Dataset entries
----

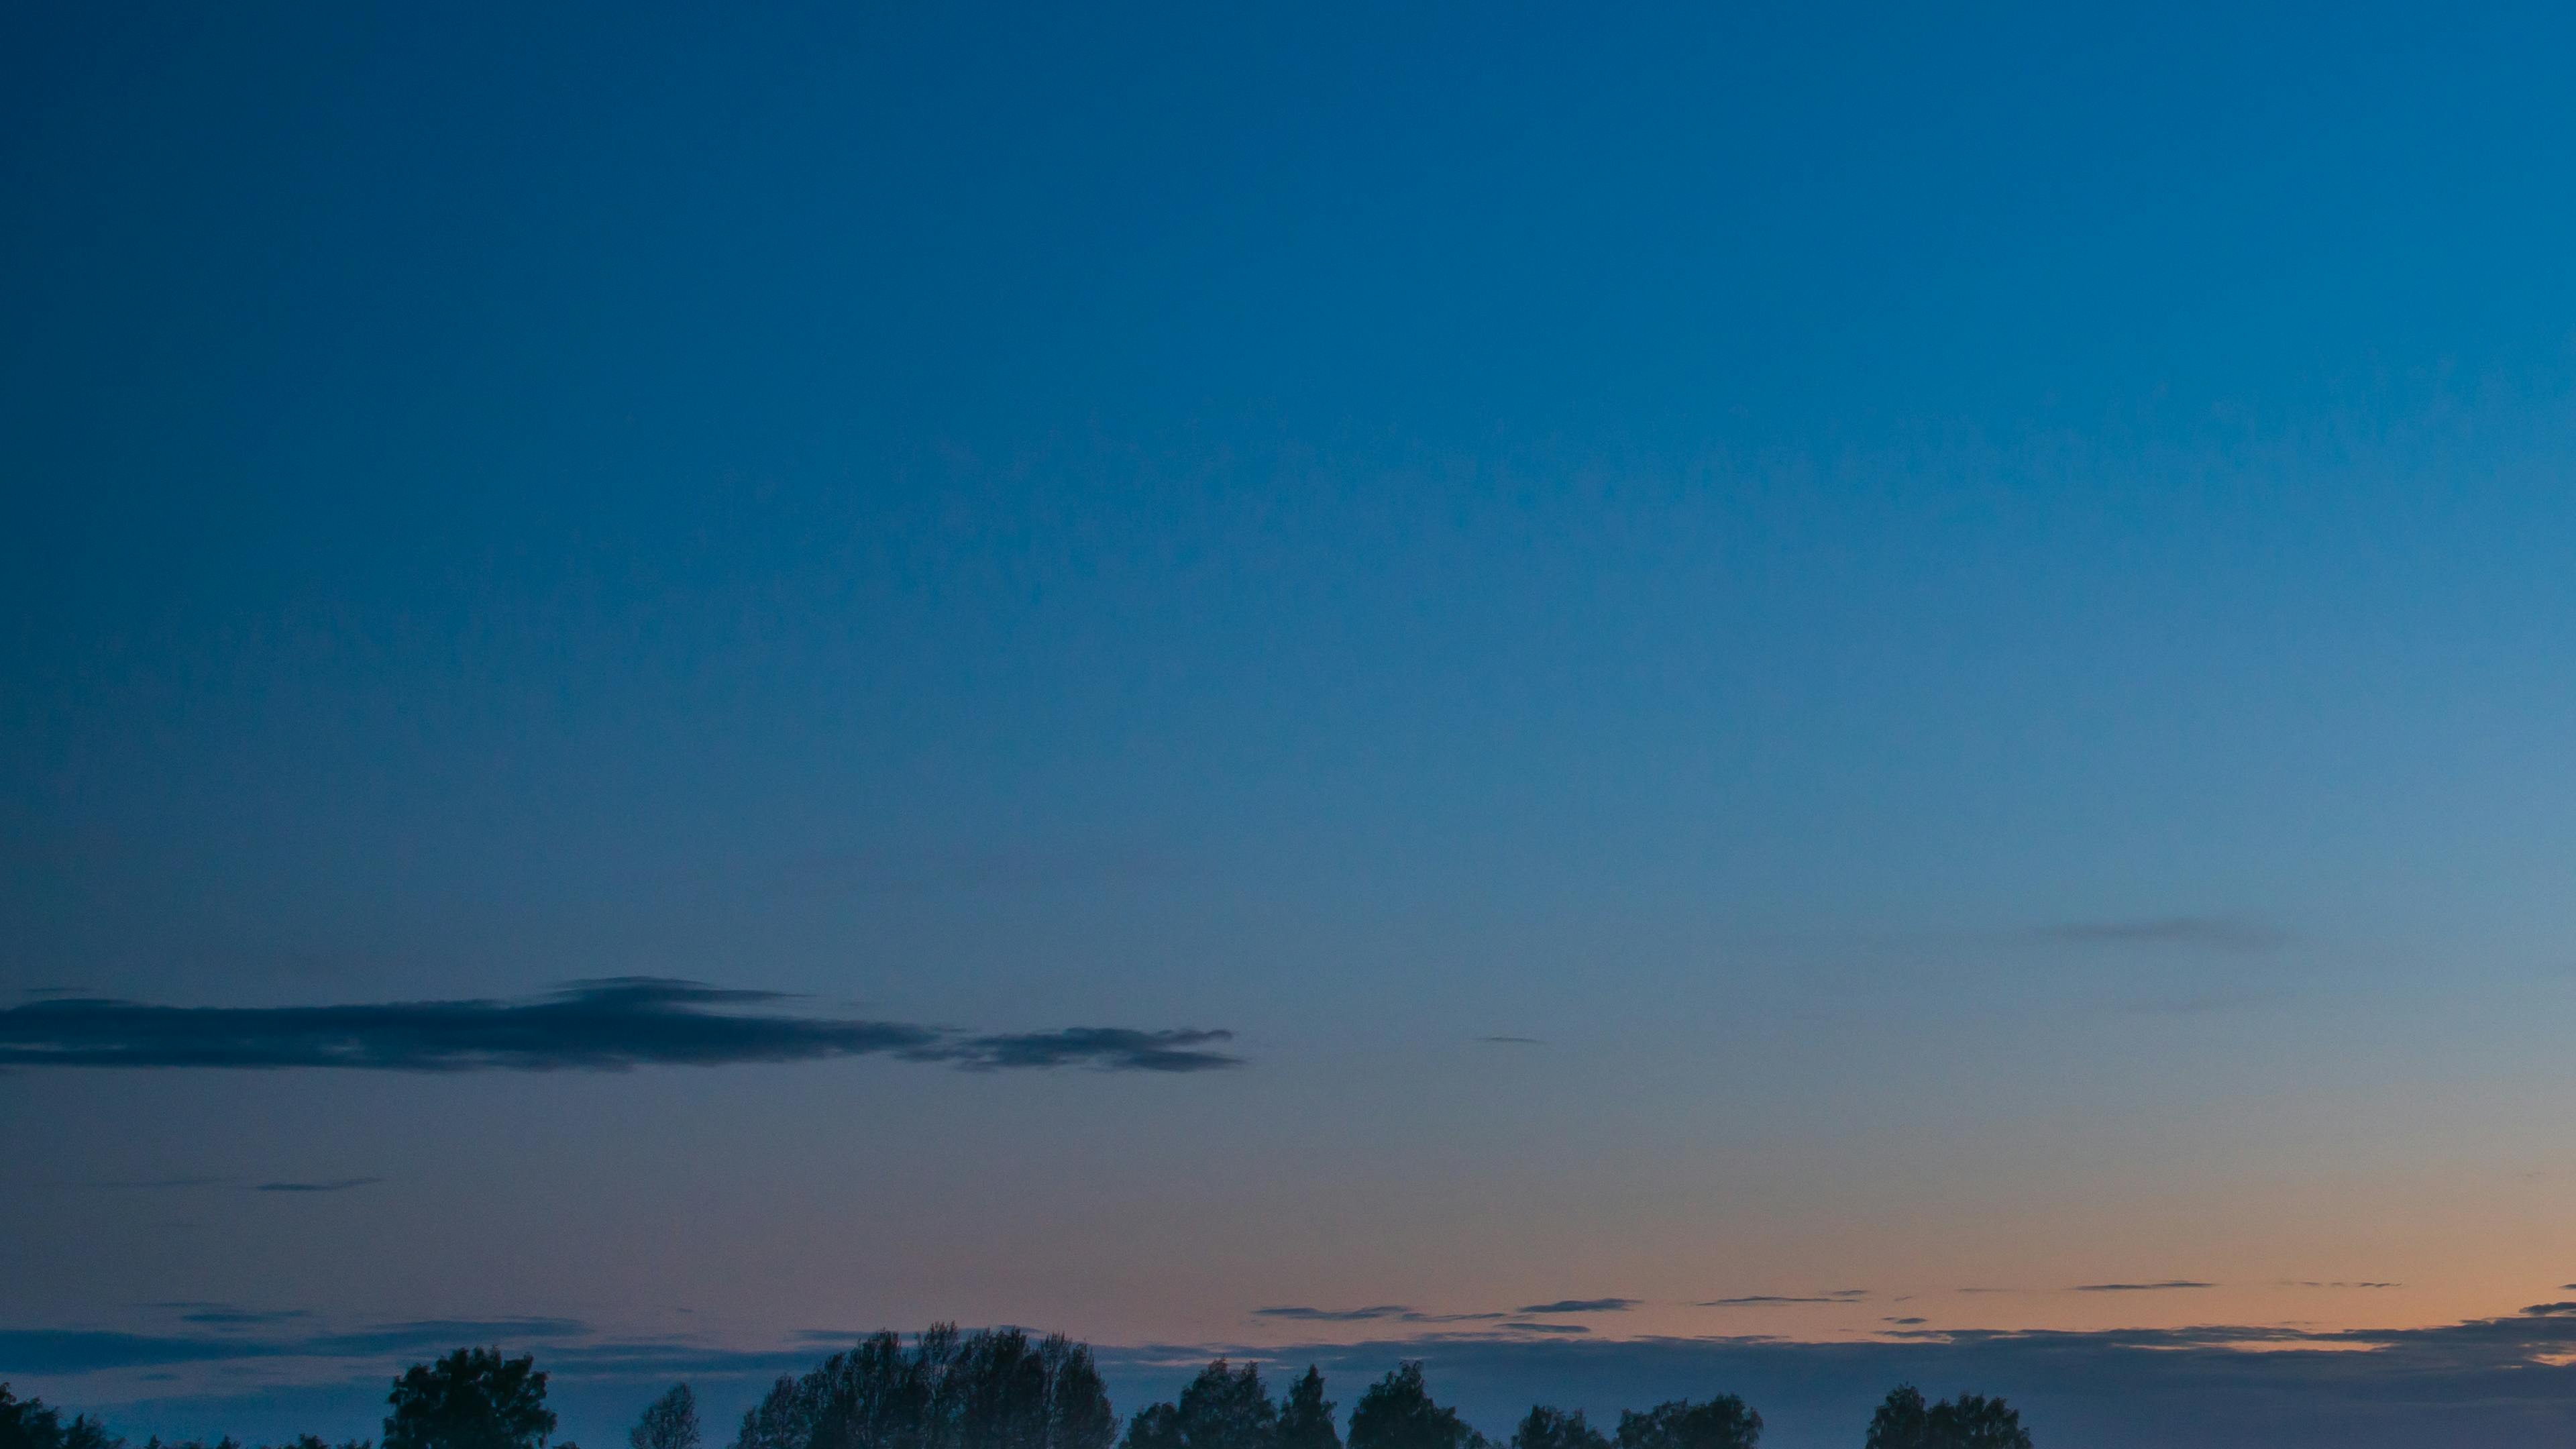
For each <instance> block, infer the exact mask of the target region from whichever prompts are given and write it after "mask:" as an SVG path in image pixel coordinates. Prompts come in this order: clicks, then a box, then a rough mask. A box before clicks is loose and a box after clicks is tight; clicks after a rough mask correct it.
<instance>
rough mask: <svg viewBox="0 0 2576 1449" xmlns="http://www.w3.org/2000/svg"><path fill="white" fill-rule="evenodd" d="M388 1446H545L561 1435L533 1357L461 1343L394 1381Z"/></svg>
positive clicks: (461, 1447)
mask: <svg viewBox="0 0 2576 1449" xmlns="http://www.w3.org/2000/svg"><path fill="white" fill-rule="evenodd" d="M384 1403H389V1405H392V1408H394V1413H389V1415H384V1449H538V1446H541V1444H544V1441H546V1436H549V1434H554V1413H551V1410H546V1374H541V1372H536V1359H533V1356H520V1359H502V1356H500V1348H459V1351H453V1354H448V1356H446V1359H438V1361H435V1364H412V1366H410V1369H404V1372H402V1377H399V1379H394V1392H392V1395H386V1400H384Z"/></svg>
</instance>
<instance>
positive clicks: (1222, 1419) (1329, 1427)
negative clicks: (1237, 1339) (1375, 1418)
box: [1126, 1359, 1332, 1449]
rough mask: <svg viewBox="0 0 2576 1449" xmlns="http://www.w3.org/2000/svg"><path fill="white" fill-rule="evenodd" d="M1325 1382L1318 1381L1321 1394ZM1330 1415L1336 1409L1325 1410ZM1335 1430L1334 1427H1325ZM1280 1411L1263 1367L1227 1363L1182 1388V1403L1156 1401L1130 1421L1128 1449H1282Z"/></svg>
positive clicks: (1204, 1374) (1320, 1380)
mask: <svg viewBox="0 0 2576 1449" xmlns="http://www.w3.org/2000/svg"><path fill="white" fill-rule="evenodd" d="M1321 1387H1324V1379H1321V1377H1316V1392H1321ZM1324 1413H1327V1415H1329V1413H1332V1408H1327V1410H1324ZM1324 1428H1327V1431H1332V1423H1329V1421H1327V1423H1324ZM1278 1434H1280V1408H1278V1405H1275V1403H1273V1400H1270V1390H1267V1387H1262V1372H1260V1364H1244V1366H1242V1369H1234V1366H1231V1364H1226V1361H1224V1359H1216V1361H1211V1364H1208V1366H1206V1369H1200V1372H1198V1377H1195V1379H1190V1385H1188V1387H1182V1390H1180V1403H1154V1405H1146V1408H1141V1410H1136V1418H1131V1421H1128V1439H1126V1444H1128V1449H1278Z"/></svg>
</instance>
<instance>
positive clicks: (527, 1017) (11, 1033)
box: [0, 977, 1242, 1191]
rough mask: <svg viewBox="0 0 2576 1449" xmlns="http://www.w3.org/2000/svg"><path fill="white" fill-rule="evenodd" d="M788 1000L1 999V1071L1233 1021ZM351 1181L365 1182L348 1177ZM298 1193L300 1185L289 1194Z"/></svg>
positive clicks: (571, 1054) (441, 1066)
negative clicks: (208, 1000) (807, 1014)
mask: <svg viewBox="0 0 2576 1449" xmlns="http://www.w3.org/2000/svg"><path fill="white" fill-rule="evenodd" d="M775 1000H783V995H781V993H765V990H719V987H708V985H698V982H683V980H659V977H616V980H595V982H572V985H567V987H564V990H559V993H554V995H546V998H536V1000H404V1003H384V1006H147V1003H134V1000H103V998H77V1000H33V1003H23V1006H10V1008H0V1067H252V1070H278V1067H353V1070H394V1073H474V1070H520V1073H554V1070H590V1073H623V1070H634V1067H659V1065H680V1067H716V1065H742V1062H817V1060H832V1057H873V1055H889V1057H899V1060H909V1062H943V1065H951V1067H958V1070H1041V1067H1095V1070H1105V1073H1206V1070H1224V1067H1236V1065H1242V1057H1234V1055H1229V1052H1218V1049H1211V1047H1216V1044H1221V1042H1231V1036H1234V1034H1231V1031H1133V1029H1123V1026H1074V1029H1064V1031H1025V1034H961V1031H951V1029H940V1026H917V1024H904V1021H853V1018H829V1016H793V1013H783V1011H744V1008H757V1006H765V1003H775ZM350 1186H355V1183H350ZM278 1191H296V1189H278Z"/></svg>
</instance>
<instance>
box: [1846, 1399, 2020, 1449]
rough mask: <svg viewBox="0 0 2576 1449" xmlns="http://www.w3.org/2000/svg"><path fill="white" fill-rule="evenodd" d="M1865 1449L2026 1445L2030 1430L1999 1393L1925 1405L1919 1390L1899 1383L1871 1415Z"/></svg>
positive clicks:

----

Problem details
Look above for the line with "1446H545L561 1435L533 1357L461"; retype exactly that line, every line after it up to the line with "box: [0, 977, 1242, 1191]", and that line too, nothing else.

Solution for this problem
rough mask: <svg viewBox="0 0 2576 1449" xmlns="http://www.w3.org/2000/svg"><path fill="white" fill-rule="evenodd" d="M388 1446H545L561 1435L533 1357L461 1343L394 1381Z"/></svg>
positive clicks: (461, 1447)
mask: <svg viewBox="0 0 2576 1449" xmlns="http://www.w3.org/2000/svg"><path fill="white" fill-rule="evenodd" d="M384 1403H389V1405H392V1408H394V1413H389V1415H384V1449H538V1446H541V1444H544V1441H546V1436H549V1434H554V1413H551V1410H546V1374H541V1372H536V1359H533V1356H520V1359H502V1356H500V1348H459V1351H453V1354H448V1356H446V1359H438V1361H435V1364H412V1366H410V1369H404V1372H402V1377H399V1379H394V1392H392V1395H386V1400H384Z"/></svg>
</instance>
<instance>
positive clicks: (1222, 1419) (1329, 1427)
negative clicks: (1237, 1339) (1375, 1418)
box: [1126, 1359, 1332, 1449]
rough mask: <svg viewBox="0 0 2576 1449" xmlns="http://www.w3.org/2000/svg"><path fill="white" fill-rule="evenodd" d="M1325 1382L1318 1381L1321 1394ZM1330 1415L1336 1409L1325 1410ZM1335 1430L1334 1427H1325ZM1280 1411L1263 1367L1227 1363L1182 1388V1403L1156 1401L1130 1421L1128 1449H1282Z"/></svg>
positive clicks: (1204, 1374) (1320, 1380)
mask: <svg viewBox="0 0 2576 1449" xmlns="http://www.w3.org/2000/svg"><path fill="white" fill-rule="evenodd" d="M1321 1387H1324V1379H1321V1377H1316V1392H1321ZM1324 1413H1327V1415H1329V1413H1332V1408H1327V1410H1324ZM1324 1428H1327V1431H1332V1423H1329V1421H1327V1423H1324ZM1278 1434H1280V1408H1278V1405H1275V1403H1273V1400H1270V1390H1267V1387H1262V1372H1260V1364H1244V1366H1242V1369H1234V1366H1231V1364H1226V1361H1224V1359H1216V1361H1211V1364H1208V1366H1206V1369H1200V1372H1198V1377H1195V1379H1190V1385H1188V1387H1182V1390H1180V1403H1154V1405H1146V1408H1141V1410H1136V1418H1131V1421H1128V1439H1126V1444H1128V1449H1278Z"/></svg>
</instance>
<instance>
positive clicks: (527, 1017) (11, 1033)
box: [0, 977, 1242, 1191]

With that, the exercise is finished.